* [WORK TO COMPLETE] Pick out each line of the data that contains the word "shelf" and copy it.
--- START OF DATA ROWS ---
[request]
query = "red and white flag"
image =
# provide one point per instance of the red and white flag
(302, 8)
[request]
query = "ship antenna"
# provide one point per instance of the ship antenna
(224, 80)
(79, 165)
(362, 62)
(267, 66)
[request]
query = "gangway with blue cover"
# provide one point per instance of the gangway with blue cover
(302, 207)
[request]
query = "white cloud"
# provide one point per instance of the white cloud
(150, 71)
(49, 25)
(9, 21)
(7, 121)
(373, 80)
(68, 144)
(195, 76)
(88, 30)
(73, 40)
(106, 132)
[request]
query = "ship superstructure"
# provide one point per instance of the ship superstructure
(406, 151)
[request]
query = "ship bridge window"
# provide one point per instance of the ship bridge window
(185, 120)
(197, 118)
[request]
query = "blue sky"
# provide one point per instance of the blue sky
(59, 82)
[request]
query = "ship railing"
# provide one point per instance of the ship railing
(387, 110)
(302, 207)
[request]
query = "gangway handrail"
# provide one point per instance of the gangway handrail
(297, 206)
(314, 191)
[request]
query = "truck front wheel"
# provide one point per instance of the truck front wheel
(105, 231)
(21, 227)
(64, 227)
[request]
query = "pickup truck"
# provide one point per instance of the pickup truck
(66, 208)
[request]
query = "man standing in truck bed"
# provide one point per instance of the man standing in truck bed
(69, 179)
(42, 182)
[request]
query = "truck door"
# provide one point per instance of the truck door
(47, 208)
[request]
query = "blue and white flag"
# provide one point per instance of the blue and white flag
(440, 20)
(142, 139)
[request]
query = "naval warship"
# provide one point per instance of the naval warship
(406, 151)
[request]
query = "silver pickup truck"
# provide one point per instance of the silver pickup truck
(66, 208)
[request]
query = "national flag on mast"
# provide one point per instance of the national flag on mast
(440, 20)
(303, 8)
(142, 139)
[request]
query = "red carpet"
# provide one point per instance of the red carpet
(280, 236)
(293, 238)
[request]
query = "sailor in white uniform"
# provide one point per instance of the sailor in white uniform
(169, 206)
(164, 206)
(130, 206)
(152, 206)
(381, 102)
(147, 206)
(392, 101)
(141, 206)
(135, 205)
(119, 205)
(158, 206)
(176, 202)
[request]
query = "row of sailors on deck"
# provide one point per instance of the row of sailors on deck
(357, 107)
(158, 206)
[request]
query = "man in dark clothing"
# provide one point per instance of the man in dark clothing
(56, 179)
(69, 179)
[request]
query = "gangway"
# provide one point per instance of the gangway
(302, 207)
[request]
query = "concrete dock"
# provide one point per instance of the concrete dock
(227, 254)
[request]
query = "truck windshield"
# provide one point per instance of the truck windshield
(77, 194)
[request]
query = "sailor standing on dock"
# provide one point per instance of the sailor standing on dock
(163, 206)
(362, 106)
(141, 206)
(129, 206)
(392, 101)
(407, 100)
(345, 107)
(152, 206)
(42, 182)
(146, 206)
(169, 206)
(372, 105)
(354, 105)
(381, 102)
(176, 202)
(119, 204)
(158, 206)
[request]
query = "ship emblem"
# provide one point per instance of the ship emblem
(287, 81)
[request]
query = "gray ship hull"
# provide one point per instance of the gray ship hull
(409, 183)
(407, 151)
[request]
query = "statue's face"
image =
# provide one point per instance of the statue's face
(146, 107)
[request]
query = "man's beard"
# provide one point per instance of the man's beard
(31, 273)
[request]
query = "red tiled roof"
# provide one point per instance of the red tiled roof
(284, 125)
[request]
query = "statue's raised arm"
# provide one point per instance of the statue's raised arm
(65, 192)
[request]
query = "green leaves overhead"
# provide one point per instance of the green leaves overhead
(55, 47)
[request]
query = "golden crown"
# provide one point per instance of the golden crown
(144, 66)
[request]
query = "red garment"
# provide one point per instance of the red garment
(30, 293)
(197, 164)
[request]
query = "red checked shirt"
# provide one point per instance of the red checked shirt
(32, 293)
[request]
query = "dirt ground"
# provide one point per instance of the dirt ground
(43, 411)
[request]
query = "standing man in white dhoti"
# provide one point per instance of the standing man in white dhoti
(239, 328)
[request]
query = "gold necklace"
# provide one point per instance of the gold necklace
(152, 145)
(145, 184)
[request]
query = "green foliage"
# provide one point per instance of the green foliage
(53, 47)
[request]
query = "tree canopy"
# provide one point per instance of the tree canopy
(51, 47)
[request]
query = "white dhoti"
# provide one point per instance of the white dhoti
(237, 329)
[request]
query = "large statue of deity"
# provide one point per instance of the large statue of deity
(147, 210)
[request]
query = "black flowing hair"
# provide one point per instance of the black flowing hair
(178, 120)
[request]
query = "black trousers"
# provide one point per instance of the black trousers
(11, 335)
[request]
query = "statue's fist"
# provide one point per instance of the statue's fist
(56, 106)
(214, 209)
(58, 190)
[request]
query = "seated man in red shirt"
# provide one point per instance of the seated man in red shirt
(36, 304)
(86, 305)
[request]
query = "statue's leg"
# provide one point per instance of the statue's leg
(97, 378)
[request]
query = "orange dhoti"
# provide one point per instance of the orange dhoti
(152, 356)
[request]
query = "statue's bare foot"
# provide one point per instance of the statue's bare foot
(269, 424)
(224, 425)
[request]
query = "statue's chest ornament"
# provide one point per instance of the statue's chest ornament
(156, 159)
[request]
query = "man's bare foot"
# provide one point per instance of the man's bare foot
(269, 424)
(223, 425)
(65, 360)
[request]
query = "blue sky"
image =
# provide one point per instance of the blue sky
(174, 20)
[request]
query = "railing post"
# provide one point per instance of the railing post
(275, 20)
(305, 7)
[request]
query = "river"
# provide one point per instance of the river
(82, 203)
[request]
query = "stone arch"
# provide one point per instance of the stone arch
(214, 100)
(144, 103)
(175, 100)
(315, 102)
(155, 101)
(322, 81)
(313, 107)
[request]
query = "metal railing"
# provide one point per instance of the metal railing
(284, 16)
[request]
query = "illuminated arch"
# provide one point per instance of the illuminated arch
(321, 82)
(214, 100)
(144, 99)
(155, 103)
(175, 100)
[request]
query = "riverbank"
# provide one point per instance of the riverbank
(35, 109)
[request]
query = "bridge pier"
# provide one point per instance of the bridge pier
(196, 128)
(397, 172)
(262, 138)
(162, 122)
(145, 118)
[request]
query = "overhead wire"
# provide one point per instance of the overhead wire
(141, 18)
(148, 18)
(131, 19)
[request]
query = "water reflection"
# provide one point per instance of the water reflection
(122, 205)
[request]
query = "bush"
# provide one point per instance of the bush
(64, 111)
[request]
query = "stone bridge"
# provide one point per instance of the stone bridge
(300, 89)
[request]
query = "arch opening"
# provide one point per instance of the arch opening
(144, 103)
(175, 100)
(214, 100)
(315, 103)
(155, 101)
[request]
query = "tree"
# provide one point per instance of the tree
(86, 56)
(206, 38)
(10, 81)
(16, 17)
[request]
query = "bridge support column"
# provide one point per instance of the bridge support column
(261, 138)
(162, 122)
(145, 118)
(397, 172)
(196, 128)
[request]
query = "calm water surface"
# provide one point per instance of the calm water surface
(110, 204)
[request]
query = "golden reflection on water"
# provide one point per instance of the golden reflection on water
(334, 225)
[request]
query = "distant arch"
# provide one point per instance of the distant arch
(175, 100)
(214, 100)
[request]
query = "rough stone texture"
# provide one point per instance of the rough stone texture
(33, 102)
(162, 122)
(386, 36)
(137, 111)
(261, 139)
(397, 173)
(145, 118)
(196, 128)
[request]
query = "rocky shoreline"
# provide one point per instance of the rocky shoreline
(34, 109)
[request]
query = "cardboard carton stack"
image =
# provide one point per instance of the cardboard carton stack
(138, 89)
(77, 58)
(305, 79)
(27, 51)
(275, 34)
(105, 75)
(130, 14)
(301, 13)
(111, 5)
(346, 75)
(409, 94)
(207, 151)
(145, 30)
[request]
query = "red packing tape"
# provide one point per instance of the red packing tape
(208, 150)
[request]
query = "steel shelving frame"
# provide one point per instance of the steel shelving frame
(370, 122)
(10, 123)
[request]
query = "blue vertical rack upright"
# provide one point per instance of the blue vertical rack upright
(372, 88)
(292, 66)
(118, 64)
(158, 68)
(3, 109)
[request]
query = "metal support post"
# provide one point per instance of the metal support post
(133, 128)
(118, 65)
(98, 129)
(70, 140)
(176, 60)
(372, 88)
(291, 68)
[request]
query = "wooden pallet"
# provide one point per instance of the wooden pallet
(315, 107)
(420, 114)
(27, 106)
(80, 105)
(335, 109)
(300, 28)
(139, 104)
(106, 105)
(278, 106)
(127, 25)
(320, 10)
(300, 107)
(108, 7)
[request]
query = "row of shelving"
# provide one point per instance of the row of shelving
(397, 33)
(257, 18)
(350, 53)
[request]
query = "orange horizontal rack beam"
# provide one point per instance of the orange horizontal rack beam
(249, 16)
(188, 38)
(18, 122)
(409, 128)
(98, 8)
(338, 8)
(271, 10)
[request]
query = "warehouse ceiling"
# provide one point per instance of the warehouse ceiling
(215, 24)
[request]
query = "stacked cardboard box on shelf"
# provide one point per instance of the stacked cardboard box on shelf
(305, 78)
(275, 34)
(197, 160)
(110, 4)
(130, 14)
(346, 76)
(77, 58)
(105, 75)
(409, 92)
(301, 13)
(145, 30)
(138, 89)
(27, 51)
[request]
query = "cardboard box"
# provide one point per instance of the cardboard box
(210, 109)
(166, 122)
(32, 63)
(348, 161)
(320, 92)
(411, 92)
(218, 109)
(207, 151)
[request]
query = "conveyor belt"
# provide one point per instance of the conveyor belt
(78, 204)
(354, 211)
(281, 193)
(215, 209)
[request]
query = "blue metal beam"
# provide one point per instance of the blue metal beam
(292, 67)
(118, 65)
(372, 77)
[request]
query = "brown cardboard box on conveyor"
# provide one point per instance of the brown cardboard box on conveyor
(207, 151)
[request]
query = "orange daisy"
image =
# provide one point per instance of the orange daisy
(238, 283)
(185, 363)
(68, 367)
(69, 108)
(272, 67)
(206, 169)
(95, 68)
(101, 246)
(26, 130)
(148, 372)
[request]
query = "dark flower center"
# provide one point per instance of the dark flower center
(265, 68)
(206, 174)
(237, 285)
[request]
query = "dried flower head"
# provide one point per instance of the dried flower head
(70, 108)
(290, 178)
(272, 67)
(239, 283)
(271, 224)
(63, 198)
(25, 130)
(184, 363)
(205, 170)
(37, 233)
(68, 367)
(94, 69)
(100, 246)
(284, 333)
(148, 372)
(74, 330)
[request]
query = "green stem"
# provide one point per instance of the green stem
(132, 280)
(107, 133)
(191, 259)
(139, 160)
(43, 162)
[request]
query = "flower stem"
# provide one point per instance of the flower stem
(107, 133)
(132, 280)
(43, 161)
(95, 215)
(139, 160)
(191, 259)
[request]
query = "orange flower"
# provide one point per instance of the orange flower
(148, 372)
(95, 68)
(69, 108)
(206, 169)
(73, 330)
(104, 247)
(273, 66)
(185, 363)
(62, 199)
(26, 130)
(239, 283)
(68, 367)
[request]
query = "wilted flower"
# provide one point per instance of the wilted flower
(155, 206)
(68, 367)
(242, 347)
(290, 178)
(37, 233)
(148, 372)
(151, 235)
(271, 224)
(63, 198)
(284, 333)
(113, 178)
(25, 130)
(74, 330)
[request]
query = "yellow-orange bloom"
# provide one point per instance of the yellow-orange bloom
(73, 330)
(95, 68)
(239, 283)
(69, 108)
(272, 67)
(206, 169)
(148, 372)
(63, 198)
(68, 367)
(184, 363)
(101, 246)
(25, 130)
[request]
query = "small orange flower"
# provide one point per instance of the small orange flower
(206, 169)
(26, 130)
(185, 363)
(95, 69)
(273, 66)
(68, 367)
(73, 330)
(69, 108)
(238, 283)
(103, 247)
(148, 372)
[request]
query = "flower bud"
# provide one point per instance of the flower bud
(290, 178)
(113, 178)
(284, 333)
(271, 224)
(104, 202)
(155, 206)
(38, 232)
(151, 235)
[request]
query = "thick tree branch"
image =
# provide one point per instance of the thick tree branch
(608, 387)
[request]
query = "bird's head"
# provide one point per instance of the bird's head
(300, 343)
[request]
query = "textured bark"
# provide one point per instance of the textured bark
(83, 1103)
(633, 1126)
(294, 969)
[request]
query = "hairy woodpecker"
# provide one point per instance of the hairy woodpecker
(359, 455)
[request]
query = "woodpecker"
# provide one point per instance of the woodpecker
--- END OF DATA ROWS ---
* [ANSWER]
query = "stacked cardboard box on shelf"
# provide one point per instance of the stacked cardboard box on shelf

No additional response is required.